◆ **Text excerpt**
··········
A few weeks ago in this space I posted twenty-five rules for writers. There are more, of course, but as W. Somerset Maugham said, “no one knows what they are.”
Seriously, folks, I’m just getting started. I asked friends on Twitter and Facebook to send me their favorite quotes about writers and writing—not necessarily rules, but something memorable and, maybe, inspirational. I enjoyed the responses, so I thought I’d offer some of them here that are about words and writers (excluding any that were already listed in my “rules for writing” post, as some were, and drawing many from a collection Steve Laube has assembled). In a few weeks, I plan to share another list of quotes; that one will be about the writing and publishing process. And thanks to all who participated; your prize is in the mail.
- “A writer is a world trapped in a person” (Victor Hugo).
- “Words are, of course, the most powerful drug used by mankind” (Rudyard Kipling).
- “I like good words that mean something” (Louisa May Alcott).
- “The difference between the almost right word and the right word is really a large matter—’tis the difference between the lightning-bug and the lightning” (Mark Twain).
- “Of your unspoken words you are the master; of your spoken word the servant; and of your written word the slave” (Quaker proverb).
- “People should be interested in books, not their authors” (Agatha Christie).
- “Many people hear voices when no one is there. Some of them are called mad and are shut up in rooms where they stare at the walls all day. Others are called writers and they do pretty much the same thing” (Margaret Chittenden).
- “The only end of writing is to enable readers better to enjoy life or better to endue it” (Samuel Johnson).
- “Only a mediocre writer is always at his best” (W. Somerset Maugham).
··········
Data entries
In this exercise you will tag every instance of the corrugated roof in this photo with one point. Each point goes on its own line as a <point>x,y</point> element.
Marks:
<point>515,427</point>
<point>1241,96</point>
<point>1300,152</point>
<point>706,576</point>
··········
◆ **What the task asks**
Continue the post of quotes about words and writers after its last entry, “Only a mediocre writer is always at his best” (W. Somerset Maugham), adding more quotes in the same list format.

◆ **Task answer**
- “It took me fifteen years to discover that I had no talent for writing, but I couldn’t give it up because by that time I was too famous” (Robert Benchley).
- “If a writer has to rob his mother, he will not hesitate; the ‘Ode on a Grecian Urn’ is worth any number of old ladies” (William Faulkner).
- “Good writers are those who keep the language efficient. That is to say, keep it accurate, keep it clear” (Ezra Pound).
- “Writing is a form of therapy; sometimes I wonder how all those who do not write, compose or paint can manage to escape the madness, melancholia, the panic fear which is inherent in a human situation” (Graham Greene).
- “Your manuscript is both good and original. But the part that is good is not original, and the part that is original is not good” (Samuel Johnson).
- “The task of a writer consists of being able to make something out of an idea” (Thomas Mann).
- “When I am dead, I hope it may be said: ‘His sins were scarlet, but his books were read’” (Hilaire Belloc).
- “Nothing leads so straight to futility as literary ambitions without systematic knowledge” (H. G. Wells).
- “Someday I hope to write a book where the royalties will pay for the copies I give away” (Clarence Darrow).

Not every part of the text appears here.